Exercise:
Reproduce the listing starting at the line containing "API Reference —" and ending at the line containing "[274, 162, 311, 197]", both included, and output nothing beyond that span. Scale every bounding box coordinate in the answers by 1.45, rounding to whole numbers with halves rounded up, and keep the request text and its format sample unchanged.

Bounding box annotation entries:

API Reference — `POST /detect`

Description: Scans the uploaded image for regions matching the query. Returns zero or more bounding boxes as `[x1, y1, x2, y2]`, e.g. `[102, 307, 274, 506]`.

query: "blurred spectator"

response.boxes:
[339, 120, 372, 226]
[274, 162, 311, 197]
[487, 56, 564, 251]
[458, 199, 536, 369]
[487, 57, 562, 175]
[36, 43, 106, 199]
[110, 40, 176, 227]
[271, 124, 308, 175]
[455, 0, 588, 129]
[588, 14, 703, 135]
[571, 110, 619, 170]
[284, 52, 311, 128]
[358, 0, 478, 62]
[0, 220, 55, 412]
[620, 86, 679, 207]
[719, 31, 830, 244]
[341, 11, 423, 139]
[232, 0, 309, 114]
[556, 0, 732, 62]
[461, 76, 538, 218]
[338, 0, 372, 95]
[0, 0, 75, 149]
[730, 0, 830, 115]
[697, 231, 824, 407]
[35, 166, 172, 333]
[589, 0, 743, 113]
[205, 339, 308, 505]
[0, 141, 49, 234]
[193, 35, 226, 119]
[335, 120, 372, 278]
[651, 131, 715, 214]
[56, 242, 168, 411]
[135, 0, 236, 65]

---

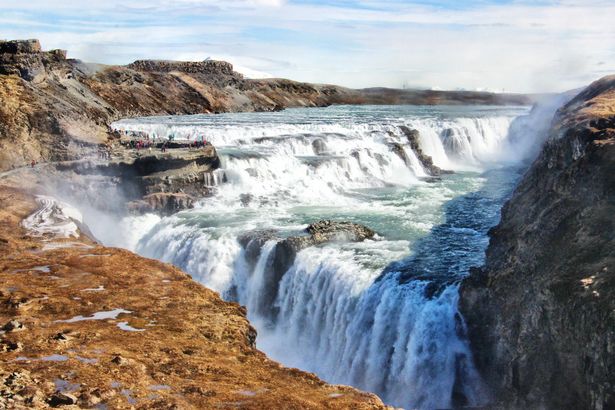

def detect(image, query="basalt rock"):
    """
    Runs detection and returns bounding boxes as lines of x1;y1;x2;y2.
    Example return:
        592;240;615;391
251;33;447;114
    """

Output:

Output of the exercise:
API Reference — `POST /detect`

Description: Scans the uploaded image for regions matching the query. Returns zero or more bounding boxes as `[x1, y1, x2, y2]`, e.g. `[102, 307, 274, 506]`.

query: "blurred spectator"

response.boxes:
[492, 174, 539, 328]
[397, 235, 451, 286]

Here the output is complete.